** START **
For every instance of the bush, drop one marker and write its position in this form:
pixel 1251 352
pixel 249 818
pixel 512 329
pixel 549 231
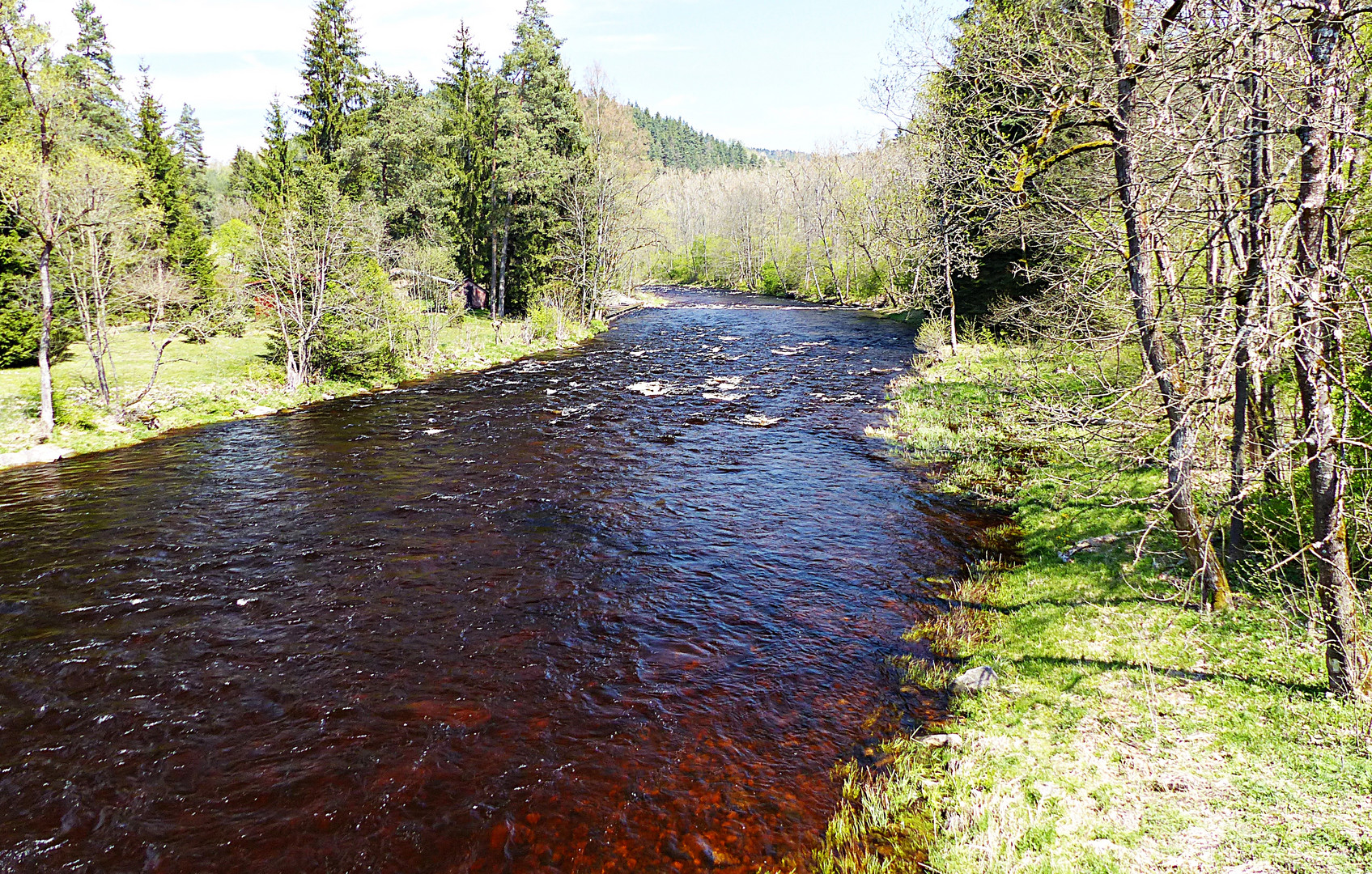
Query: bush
pixel 19 329
pixel 933 333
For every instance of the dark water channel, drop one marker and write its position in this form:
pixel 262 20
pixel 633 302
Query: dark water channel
pixel 521 621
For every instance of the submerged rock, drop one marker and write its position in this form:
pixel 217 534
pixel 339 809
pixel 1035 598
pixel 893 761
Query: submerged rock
pixel 758 422
pixel 45 453
pixel 951 741
pixel 975 680
pixel 649 390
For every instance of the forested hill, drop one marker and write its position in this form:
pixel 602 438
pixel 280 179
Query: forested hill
pixel 677 144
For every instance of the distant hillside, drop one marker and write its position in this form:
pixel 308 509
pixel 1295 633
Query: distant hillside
pixel 677 144
pixel 779 154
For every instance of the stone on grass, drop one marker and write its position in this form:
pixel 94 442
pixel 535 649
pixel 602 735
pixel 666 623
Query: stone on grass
pixel 975 680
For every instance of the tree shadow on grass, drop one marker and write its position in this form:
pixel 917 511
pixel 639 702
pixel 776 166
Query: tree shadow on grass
pixel 1310 690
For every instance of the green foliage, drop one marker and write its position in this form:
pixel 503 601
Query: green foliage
pixel 333 78
pixel 396 158
pixel 189 139
pixel 539 138
pixel 677 144
pixel 268 180
pixel 90 66
pixel 169 189
pixel 467 99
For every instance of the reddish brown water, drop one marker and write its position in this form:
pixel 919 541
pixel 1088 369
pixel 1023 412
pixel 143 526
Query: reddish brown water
pixel 521 621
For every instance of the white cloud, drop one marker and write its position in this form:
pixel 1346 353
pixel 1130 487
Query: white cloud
pixel 771 73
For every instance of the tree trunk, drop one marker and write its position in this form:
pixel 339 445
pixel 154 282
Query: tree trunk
pixel 505 261
pixel 47 422
pixel 1316 323
pixel 1255 274
pixel 953 302
pixel 1183 435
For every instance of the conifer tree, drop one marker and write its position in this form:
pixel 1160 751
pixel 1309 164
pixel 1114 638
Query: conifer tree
pixel 189 146
pixel 187 248
pixel 467 94
pixel 333 77
pixel 90 63
pixel 539 134
pixel 268 179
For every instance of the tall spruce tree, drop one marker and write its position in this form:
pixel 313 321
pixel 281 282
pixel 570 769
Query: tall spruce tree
pixel 335 78
pixel 467 95
pixel 90 63
pixel 168 187
pixel 189 146
pixel 539 135
pixel 268 179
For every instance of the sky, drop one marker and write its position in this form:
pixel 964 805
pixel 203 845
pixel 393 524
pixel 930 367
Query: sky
pixel 789 74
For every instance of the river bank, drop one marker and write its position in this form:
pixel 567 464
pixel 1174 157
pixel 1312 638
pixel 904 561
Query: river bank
pixel 228 378
pixel 1129 732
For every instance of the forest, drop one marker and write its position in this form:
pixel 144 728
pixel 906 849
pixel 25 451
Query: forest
pixel 376 213
pixel 1157 218
pixel 1133 240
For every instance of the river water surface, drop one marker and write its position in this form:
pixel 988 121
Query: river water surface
pixel 618 608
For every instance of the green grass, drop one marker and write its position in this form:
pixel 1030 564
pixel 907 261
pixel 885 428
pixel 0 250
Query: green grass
pixel 1131 732
pixel 224 378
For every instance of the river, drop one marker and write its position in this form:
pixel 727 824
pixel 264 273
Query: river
pixel 594 611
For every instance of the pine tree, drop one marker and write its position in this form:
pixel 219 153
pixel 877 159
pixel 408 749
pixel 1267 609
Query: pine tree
pixel 539 136
pixel 278 165
pixel 268 179
pixel 187 248
pixel 467 95
pixel 90 63
pixel 189 146
pixel 333 77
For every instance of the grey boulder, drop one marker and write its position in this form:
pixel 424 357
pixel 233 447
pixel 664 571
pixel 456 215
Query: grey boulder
pixel 975 680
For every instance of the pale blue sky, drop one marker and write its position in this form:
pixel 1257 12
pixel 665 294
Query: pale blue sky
pixel 771 73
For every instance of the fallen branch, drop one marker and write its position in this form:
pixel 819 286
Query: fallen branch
pixel 1097 541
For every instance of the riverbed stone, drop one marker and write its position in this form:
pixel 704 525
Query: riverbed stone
pixel 45 453
pixel 949 741
pixel 975 680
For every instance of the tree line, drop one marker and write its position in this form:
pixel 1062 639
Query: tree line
pixel 1165 206
pixel 376 210
pixel 677 144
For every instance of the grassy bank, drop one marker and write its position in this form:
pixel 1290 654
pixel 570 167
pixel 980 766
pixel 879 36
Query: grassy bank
pixel 227 378
pixel 1129 732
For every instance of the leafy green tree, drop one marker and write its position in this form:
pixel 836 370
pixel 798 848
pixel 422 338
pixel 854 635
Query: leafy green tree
pixel 335 80
pixel 168 187
pixel 90 66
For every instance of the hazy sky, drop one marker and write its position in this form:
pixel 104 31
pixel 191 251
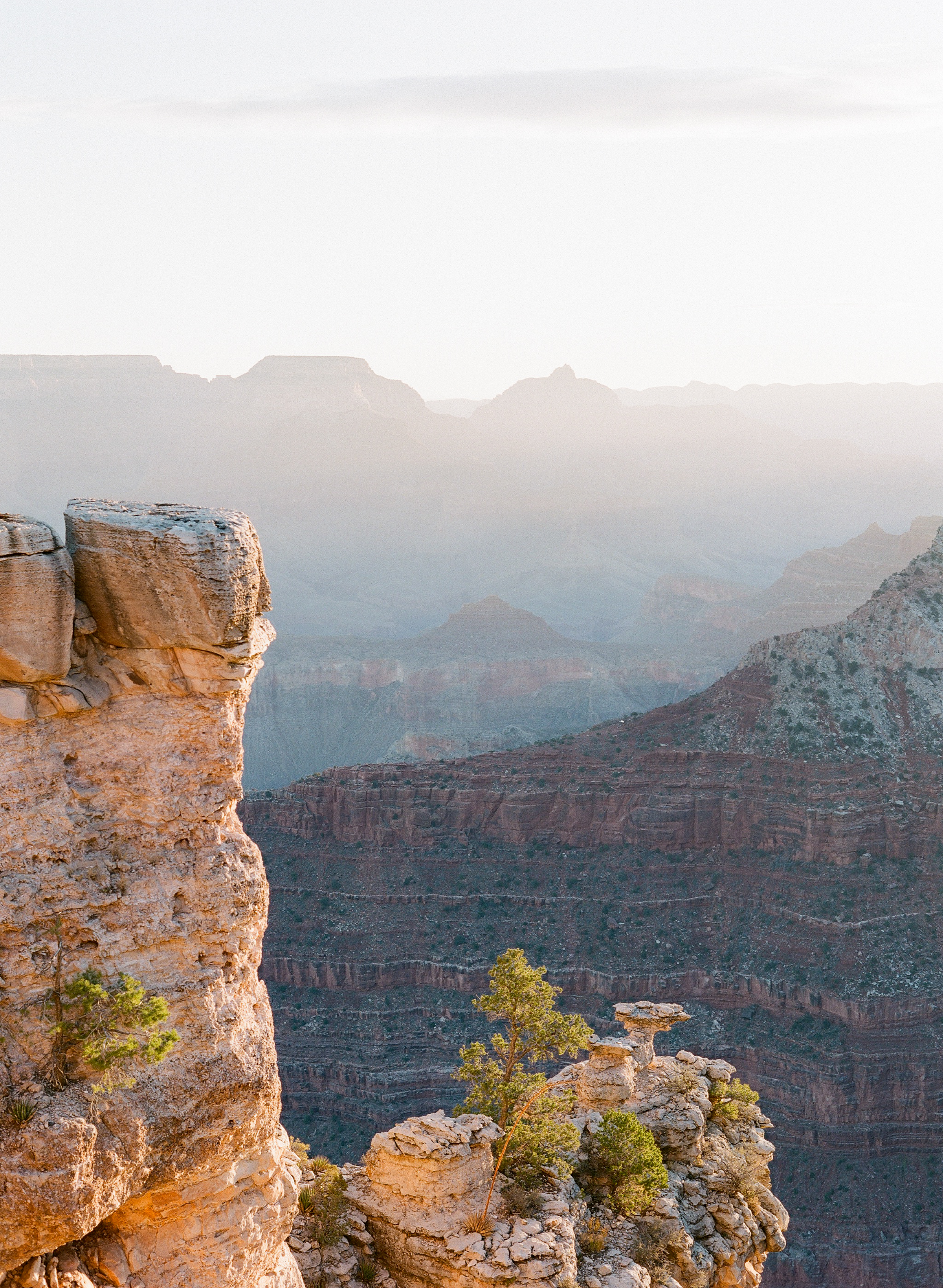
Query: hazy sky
pixel 468 194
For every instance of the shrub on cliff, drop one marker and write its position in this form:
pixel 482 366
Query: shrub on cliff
pixel 503 1079
pixel 624 1166
pixel 730 1098
pixel 323 1203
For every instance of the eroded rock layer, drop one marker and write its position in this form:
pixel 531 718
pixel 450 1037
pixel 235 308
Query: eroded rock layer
pixel 120 757
pixel 771 849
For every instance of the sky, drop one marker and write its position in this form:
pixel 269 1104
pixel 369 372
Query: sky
pixel 468 194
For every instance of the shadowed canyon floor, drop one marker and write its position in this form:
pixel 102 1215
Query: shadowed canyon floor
pixel 770 851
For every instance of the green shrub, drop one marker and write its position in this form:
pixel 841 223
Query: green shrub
pixel 519 1201
pixel 323 1202
pixel 593 1236
pixel 730 1098
pixel 624 1163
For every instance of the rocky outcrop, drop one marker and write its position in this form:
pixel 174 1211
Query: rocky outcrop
pixel 120 754
pixel 422 1181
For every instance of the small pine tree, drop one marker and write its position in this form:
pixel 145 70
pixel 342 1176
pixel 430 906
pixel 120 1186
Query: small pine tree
pixel 505 1077
pixel 730 1098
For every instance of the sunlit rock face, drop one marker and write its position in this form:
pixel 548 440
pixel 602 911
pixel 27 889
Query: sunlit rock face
pixel 424 1181
pixel 120 757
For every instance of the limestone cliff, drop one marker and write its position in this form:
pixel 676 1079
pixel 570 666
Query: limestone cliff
pixel 125 664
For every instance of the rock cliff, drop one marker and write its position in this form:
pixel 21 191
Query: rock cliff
pixel 768 851
pixel 423 1189
pixel 127 657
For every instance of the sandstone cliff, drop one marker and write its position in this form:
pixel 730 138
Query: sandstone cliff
pixel 125 664
pixel 767 851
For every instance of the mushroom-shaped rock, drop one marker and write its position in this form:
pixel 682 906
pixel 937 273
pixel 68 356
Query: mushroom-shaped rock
pixel 37 602
pixel 168 576
pixel 643 1021
pixel 609 1077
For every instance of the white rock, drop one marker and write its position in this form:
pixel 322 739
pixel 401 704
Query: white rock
pixel 164 576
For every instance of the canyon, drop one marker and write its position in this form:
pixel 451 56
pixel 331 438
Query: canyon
pixel 770 852
pixel 495 677
pixel 379 517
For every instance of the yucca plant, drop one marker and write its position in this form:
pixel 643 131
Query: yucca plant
pixel 479 1223
pixel 21 1112
pixel 593 1236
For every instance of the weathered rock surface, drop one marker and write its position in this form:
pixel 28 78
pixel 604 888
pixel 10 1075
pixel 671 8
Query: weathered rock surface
pixel 494 677
pixel 121 847
pixel 37 602
pixel 165 576
pixel 784 883
pixel 423 1179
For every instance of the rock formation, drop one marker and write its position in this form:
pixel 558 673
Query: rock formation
pixel 422 1181
pixel 767 852
pixel 127 663
pixel 490 678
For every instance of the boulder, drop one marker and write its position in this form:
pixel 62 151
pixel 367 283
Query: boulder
pixel 37 602
pixel 167 576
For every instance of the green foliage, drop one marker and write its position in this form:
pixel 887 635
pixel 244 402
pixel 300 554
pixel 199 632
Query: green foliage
pixel 503 1079
pixel 624 1163
pixel 730 1098
pixel 21 1112
pixel 366 1270
pixel 323 1202
pixel 110 1026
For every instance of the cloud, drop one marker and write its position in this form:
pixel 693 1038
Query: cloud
pixel 637 101
pixel 616 101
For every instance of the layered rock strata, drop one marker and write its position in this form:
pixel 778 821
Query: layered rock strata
pixel 768 851
pixel 120 754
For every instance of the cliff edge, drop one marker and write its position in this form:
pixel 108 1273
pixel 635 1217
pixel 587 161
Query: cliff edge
pixel 127 656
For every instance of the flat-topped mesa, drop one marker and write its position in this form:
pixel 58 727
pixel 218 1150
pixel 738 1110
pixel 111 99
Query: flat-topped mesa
pixel 426 1178
pixel 120 755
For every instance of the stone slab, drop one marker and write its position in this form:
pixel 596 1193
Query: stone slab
pixel 37 602
pixel 167 576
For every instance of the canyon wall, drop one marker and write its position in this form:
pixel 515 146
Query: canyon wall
pixel 125 664
pixel 495 677
pixel 770 851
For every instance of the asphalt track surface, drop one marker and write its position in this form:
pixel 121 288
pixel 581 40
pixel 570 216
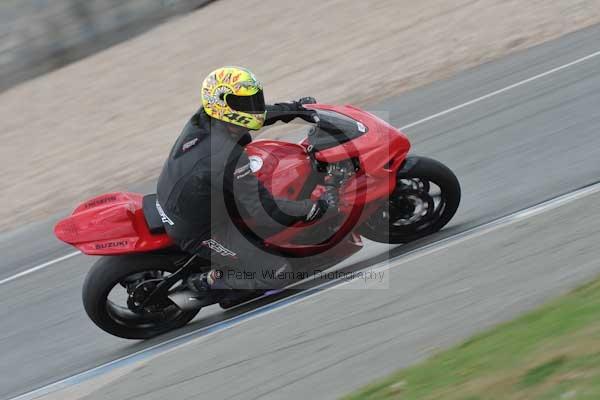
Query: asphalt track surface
pixel 517 148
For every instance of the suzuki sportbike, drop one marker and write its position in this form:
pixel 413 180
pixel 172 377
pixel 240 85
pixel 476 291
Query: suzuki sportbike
pixel 136 289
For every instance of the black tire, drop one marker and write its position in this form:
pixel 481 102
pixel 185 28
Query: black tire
pixel 426 169
pixel 105 274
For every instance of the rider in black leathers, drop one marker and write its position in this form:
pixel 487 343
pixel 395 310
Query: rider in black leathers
pixel 207 183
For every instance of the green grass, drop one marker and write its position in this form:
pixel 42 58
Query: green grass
pixel 551 353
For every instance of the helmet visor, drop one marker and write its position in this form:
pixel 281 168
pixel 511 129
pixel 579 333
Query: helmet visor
pixel 254 104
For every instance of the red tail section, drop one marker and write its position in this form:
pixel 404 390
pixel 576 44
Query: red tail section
pixel 112 223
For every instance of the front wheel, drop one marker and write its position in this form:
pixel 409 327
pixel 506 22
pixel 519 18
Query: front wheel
pixel 426 198
pixel 115 287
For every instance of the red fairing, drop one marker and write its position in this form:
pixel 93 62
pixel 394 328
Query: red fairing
pixel 112 223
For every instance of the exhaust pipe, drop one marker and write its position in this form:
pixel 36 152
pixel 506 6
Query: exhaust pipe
pixel 188 300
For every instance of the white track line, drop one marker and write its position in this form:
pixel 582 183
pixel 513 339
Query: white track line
pixel 170 344
pixel 500 91
pixel 419 122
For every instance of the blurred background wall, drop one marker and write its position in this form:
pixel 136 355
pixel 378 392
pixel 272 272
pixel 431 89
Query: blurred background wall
pixel 37 36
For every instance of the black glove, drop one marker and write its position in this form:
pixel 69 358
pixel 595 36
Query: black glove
pixel 304 113
pixel 306 100
pixel 329 199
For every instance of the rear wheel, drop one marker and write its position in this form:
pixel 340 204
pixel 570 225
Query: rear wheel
pixel 115 288
pixel 426 198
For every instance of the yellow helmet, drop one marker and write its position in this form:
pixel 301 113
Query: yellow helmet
pixel 234 95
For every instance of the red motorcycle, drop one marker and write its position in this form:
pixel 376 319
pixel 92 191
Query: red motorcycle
pixel 134 290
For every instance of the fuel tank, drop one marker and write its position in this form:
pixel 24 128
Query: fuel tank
pixel 284 168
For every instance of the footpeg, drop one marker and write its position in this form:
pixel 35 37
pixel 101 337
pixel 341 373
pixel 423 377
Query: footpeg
pixel 189 300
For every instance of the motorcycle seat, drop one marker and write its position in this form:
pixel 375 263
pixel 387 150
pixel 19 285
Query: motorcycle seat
pixel 153 218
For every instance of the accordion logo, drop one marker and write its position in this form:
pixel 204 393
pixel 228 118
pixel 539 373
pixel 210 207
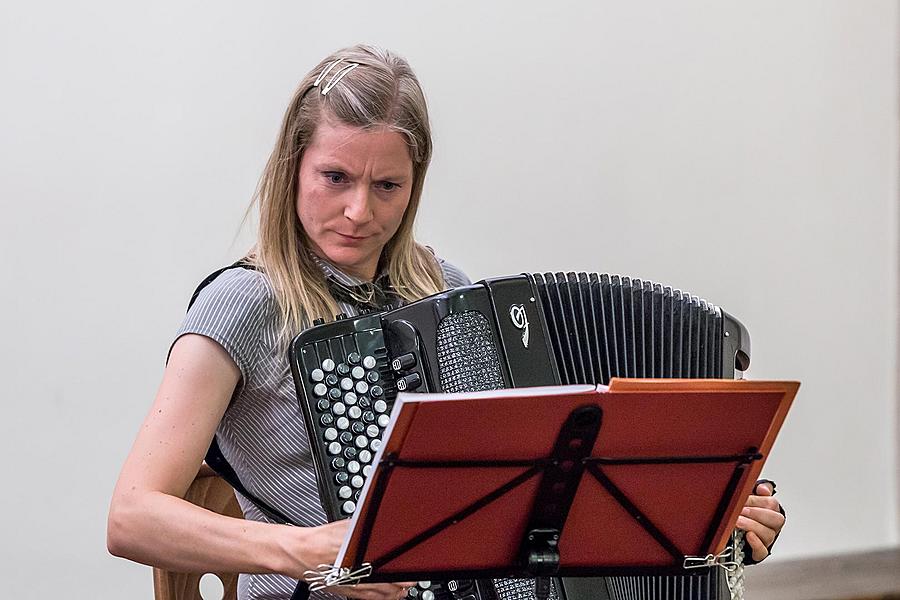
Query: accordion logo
pixel 520 320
** END **
What needs to be done — Rewrite the entries in the stretch from the line containing "For every instance of the white rock, drop" through the line containing "pixel 379 517", swapping "canyon" for "ravine" and leaving everything else unchanged.

Full answer —
For every instance of the white rock, drop one marker and write its position in this form:
pixel 322 739
pixel 401 704
Query: white rock
pixel 164 576
For every instance of the ravine, drop one marker and write its position in this form:
pixel 451 56
pixel 331 438
Query: ravine
pixel 770 852
pixel 495 677
pixel 379 517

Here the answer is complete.